# Exercise 1
Repeat without changes the stretch of the entries below from the line containing "Pin the fishing" through the end of the entries.

# Text to read

%%

Richard Gingras | |
---|---|
Born | Richard Louis Gingras January 17, 1952 |
Nationality | American |
Alma mater | Boston College |
Employer | |
Board member of | First Amendment Coalition International Center for Journalists World Computer Exchange |
Spouse | Mitzi Trumbo |
Children | 2 |
Richard Gingras is an American Internet executive and entrepreneur who has focused on emerging digital media since 1979, [1] including efforts at Google, Apple Computer, Salon Media Group and the Public Broadcasting Service. He has been an outspoken proponent for journalistic innovation on the Internet. [2] [3] [4]
Gingras is currently vice president of news at Google. [5] In May 2018 he warned against building the future of news based on a misunderstanding of the past. [6] In his various roles at Google he has worked on how news is presented on Google search and Google News and also engaged around the world on matters of public policy effecting the open Internet.
Gingras is a founding board member of the Center for News, Technology, and Innovation [7] , a global policy research organization looking to develop a deeper understanding of how enabling policy and enabling technology can impact the evolution of journalism in a digital society. The center's board includes former Washington Post executive editor Marty Baron and Nobel Prize winning journalist Maria Ressa.
He was a key instigator in creating the Accelerated Mobile Pages (AMP) project which is an open-source effort to improve the speed of the World Wide Web and improve advertising user experience. [8] [9] In late 2014, he co-founded the Trust Project [10] [11] with Sally Lehrman of the Markulla Center for Ethics at Santa Clara University. The Trust Project is a global effort of the journalism community to explore how the architecture of journalism can be enhanced to improve the perceived credibility of high-quality journalism.
Until July 2011, Gingras was CEO of Salon Media Group which operates the news site Salon.com and the pioneering virtual community The WELL. He has had a long association with Salon having assembled its initial seed financing in 1995. During 2007 and 2008, he served as a strategic advisor to the executive team at Google focusing on strategies relating to the evolution of news and television.
In 2002, he co-founded Goodmail Systems and served as its CEO and chairman. Goodmail Systems developed certified email services offered through large email providers including Yahoo and America Online. He also served as interim president of MyPublisher from 2000-2001 and guided the design of a custom hardcover photo book service introduced by Apple Computer as part of iPhoto.
From early 1996 to mid 2000, he led online service efforts at Excite@Home as Senior Vice President and General Manager of the company's consumer-focused product division, Excite Studios which included the Excite search engine.

%%

# Exercise 2
Duplicate the stretch of the Richard Gingras biography above from "He was a key" through "of high-quality journalism.", keeping every word unchanged.

# Available records

%%

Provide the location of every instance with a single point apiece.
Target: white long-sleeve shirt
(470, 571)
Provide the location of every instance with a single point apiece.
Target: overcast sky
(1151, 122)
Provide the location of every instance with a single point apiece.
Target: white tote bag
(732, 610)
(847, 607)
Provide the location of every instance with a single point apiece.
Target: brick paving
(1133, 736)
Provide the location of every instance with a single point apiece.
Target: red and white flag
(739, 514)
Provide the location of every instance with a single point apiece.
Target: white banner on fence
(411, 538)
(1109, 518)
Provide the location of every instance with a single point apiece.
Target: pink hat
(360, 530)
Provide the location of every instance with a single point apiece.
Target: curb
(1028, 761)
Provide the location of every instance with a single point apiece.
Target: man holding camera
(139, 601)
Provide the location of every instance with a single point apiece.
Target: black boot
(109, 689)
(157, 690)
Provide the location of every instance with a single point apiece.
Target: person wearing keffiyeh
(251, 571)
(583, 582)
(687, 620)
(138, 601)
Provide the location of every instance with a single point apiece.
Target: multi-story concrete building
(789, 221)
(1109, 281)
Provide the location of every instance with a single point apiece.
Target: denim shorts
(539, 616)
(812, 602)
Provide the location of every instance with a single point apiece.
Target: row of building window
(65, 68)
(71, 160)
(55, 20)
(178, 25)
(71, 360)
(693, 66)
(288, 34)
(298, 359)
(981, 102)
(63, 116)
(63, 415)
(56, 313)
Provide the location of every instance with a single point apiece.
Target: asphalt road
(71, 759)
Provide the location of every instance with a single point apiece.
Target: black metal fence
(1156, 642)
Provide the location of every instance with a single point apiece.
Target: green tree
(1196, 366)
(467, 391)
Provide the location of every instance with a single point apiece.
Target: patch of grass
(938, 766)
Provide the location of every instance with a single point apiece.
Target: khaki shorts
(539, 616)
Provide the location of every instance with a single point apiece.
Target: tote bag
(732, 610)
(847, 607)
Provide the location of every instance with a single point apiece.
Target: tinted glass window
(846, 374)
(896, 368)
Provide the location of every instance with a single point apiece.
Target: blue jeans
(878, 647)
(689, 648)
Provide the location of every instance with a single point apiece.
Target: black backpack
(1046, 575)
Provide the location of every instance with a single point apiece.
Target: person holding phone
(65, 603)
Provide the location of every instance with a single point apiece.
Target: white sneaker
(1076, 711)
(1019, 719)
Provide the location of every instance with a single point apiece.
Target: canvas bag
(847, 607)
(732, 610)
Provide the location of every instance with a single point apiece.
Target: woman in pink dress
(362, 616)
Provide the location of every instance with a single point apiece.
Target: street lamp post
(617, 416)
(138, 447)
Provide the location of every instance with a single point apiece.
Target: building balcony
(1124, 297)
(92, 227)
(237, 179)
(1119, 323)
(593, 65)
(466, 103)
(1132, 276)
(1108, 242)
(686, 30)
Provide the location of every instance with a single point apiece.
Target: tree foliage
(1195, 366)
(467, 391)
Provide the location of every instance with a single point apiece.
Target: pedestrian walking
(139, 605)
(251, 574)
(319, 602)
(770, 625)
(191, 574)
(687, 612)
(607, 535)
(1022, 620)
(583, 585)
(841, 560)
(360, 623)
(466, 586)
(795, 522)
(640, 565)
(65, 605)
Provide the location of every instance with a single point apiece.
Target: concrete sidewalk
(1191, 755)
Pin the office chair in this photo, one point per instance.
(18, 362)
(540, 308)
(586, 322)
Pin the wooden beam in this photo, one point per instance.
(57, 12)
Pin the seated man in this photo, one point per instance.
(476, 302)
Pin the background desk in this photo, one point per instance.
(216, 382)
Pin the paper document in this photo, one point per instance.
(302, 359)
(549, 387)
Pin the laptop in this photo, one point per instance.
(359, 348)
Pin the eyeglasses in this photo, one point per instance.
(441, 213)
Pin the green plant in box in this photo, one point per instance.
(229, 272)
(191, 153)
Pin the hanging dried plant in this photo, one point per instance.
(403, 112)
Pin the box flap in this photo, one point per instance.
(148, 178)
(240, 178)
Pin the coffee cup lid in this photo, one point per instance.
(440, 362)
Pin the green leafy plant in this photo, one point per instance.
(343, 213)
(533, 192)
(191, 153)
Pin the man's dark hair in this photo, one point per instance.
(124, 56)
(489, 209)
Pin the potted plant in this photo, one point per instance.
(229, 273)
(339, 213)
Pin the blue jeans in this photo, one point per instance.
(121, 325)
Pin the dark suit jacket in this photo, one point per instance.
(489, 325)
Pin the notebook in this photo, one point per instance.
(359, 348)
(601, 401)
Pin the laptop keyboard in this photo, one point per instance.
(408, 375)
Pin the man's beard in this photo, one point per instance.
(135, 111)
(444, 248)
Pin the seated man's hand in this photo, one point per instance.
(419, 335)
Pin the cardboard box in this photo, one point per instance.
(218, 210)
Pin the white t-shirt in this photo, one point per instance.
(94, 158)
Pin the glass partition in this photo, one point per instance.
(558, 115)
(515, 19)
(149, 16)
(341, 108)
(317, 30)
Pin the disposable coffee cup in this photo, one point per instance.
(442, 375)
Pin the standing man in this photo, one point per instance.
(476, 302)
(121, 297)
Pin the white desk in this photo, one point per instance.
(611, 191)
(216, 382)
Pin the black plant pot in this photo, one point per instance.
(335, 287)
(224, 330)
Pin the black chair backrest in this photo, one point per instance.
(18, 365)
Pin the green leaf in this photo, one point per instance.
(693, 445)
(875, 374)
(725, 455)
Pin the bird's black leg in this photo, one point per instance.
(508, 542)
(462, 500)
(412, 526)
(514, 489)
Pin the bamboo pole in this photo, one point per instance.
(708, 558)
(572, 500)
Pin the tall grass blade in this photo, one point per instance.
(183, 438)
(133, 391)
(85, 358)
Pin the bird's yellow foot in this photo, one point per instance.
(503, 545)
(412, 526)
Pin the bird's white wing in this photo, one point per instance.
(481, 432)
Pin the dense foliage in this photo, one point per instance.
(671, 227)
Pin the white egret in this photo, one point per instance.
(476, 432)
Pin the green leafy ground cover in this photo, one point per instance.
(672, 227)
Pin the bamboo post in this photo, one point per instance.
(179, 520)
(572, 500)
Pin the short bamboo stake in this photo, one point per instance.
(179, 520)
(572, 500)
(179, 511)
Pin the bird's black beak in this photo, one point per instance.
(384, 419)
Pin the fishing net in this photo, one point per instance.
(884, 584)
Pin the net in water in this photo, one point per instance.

%%

# Task result 1
Pin the fishing net in this photo, one point per instance.
(884, 584)
Pin the net in water in this photo, one point per instance.

# Task result 2
He was a key instigator in creating the Accelerated Mobile Pages (AMP) project which is an open-source effort to improve the speed of the World Wide Web and improve advertising user experience. [8] [9] In late 2014, he co-founded the Trust Project [10] [11] with Sally Lehrman of the Markulla Center for Ethics at Santa Clara University. The Trust Project is a global effort of the journalism community to explore how the architecture of journalism can be enhanced to improve the perceived credibility of high-quality journalism.